» REQUIRED TASKS
(a) In the hypergeometric-statistics text, what name does the scipy documentation use for the quantity m?
(b) Extend the hypergeometric-statistics text from the point where it stops.

As well as the associated GFF:

InĀ [7]:
functional_gff[0:7]
Out[7]:
seq_id source type start end score strand phase ID Parent ... pfam product product_source regulatory_class smart start_type superfamily tigrfam translation_table used_search_mode
0 nmdc:wfmgan-11-pmh0a992.1_0000001 GeneMark.hmm-2 v1.25_lic CDS 2 127 3.81 + 0 nmdc:wfmgan-11-pmh0a992.1_0000001_2_127 None ... None hypothetical protein Hypo-rule applied None None TTG None None 11 None
1 nmdc:wfmgan-11-pmh0a992.1_0000001 Prodigal v2.6.3_patched CDS 260 1072 41.7 - 0 nmdc:wfmgan-11-pmh0a992.1_0000001_260_1072 None ... PF01636 hypothetical protein Hypo-rule applied None None ATG 56112 None 11 None
2 nmdc:wfmgan-11-pmh0a992.1_0000001 Prodigal v2.6.3_patched CDS 1507 2487 16.8 + 0 nmdc:wfmgan-11-pmh0a992.1_0000001_1507_2487 None ... PF00665,PF09039 putative transposase KO:K07497 None None TTG 46689,53098 None 11 None
3 nmdc:wfmgan-11-pmh0a992.1_0000001 Prodigal v2.6.3_patched CDS 2682 3215 11.2 + 0 nmdc:wfmgan-11-pmh0a992.1_0000001_2682_3215 None ... PF20020 hypothetical protein Hypo-rule applied None None ATG None None 11 None
4 nmdc:wfmgan-11-pmh0a992.1_0000001 Prodigal v2.6.3_patched CDS 3149 3775 36.0 - 0 nmdc:wfmgan-11-pmh0a992.1_0000001_3149_3775 None ... PF00578 peroxiredoxin COG1225 None None GTG 52833 None 11 None
5 nmdc:wfmgan-11-pmh0a992.1_0000001 GeneMark.hmm-2 v1.25_lic CDS 3772 4971 53.53 - 0 nmdc:wfmgan-11-pmh0a992.1_0000001_3772_4971 None ... None hypothetical protein Hypo-rule applied None None ATG None None 11 None
6 nmdc:wfmgan-11-pmh0a992.1_0000001 Prodigal v2.6.3_patched CDS 5079 5828 18.9 - 0 nmdc:wfmgan-11-pmh0a992.1_0000001_5079_5828 None ... None hypothetical protein Hypo-rule applied None None ATG None None 11 None

7 rows Ɨ 41 columns

Collecting hypergeometric statistics

Next, we treat our identified proteins as a 'random sample drawn without replacement' from a larger set of proteins in the protein database, as shown below.

image.png

More specifically, we iterate through the protein report, counting the total number of times each annotation is identified. We also iterate through the functional GFF to count the total number of proteins that COULD have been identified for each annotation. Dictionaries are used to keep track of both of these counts. Then we use scipy's hypergeom function to compute the pvalues, see https://docs.scipy.org/doc/scipy/reference/generated/scipy.stats.hypergeom.html. For each given annotation $\textrm{Ann}$ we find:

  1. $m = $ Number of possible proteins having the annotation $\textrm{Ann}$. This is found in the GFF. Called $n$ by the scipy documentation.

  2. $k = $ Number of unique identified proteins having the annotation $\textrm{Ann}$. This is found in the protein reports. Same $k$ as the scipy documentation.

» LISTED RECORDS

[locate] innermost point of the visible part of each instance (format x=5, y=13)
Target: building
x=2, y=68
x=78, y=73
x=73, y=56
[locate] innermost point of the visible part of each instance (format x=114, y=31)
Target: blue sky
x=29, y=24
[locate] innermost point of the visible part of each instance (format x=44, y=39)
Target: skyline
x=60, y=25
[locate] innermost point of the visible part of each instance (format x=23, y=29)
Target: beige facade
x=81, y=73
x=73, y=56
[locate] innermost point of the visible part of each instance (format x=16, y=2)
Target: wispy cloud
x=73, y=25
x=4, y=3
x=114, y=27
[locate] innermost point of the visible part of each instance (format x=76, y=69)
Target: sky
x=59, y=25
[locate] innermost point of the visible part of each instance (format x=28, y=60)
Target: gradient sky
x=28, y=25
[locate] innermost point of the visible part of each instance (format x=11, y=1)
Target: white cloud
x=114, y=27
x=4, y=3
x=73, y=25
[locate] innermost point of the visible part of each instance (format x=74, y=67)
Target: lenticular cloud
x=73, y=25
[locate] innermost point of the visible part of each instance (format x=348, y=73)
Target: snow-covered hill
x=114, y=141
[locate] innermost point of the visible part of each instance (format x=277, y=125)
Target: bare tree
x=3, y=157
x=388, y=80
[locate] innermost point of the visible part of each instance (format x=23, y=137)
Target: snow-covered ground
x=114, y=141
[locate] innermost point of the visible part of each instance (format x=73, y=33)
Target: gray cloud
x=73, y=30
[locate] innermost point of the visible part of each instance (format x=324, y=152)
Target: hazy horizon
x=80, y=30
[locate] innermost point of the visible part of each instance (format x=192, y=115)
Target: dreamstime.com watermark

* * *

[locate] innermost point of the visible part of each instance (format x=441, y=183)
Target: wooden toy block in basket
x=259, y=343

» RESULTS
(a) n

(b)
  3. $M = $ Total number of proteins searched. We find this from the GFF. Same $M$ as the scipy documentation.

  4. $N = $ Total number of unique proteins identified. We find this from the protein reports. Same $N$ as the scipy documentation.

We use these counts to compute the probability of identifying at least $k$ proteins with annotation $\textrm{Ann}$, given that a total of $M$ proteins could be identified. We find this using the survival function of the hypergeometric distribution: hypergeom.sf(k-1, M, m, N). The number k-1 is used since we want the probability of identifying at least $k$ proteins with annotation $\textrm{Ann}$, and the survival function is $1 - \textrm{cdf}$.

The function below takes as input a protein report, a gff dataframe, and one of the possible annotation families outlined in the gff. Common families include: pfam, COG, EC and KO.

DISCLAIMER: When interpreting the pvalues, it's important to keep in mind the simplfication we have made here: We are treating a complex process (protein identification) as "drawing (from the protein database) without replacement". This is a rough approximation to reality, since not every protein is equally likely to be detected for example. Likewise, two annotations can overlap, for example related Pfam domains can share many proteins, and so the counts on each annotation are not necessarily independent from each other. With that said, the hypergeometric test is meant to highlight annotations of interest for further study.

InĀ [8]:
def find_overrep(protein_report, gff, annotation_category):
    """ 
    Given an `annotation_category` (like pfam), this function
    We count the number of detected proteins associated with each of the annotations from the given `annotation_category`.
    Then for each annotation, we idealize the process of protein identification as random sampling without replacement, and
    use the hypergeometric distribution to estimate the probability that we detect at least the observed number of proteins from that annotation.
    The results contain 4 columns, the annotation name, a fraction showing the number of annotated proteins detected over the total number of annotated proteins, 
    the pvalue and finally the BH adjusted pvalue.

    Keyword arguments:
    protein_report -- The protein report (pandas dataframe). The output of the function `read_protein_report`.
    gff -- The gff (pandas dataframe). The output of the function `read_gff`.
    annotation_category -- Any column name from the gff.

    """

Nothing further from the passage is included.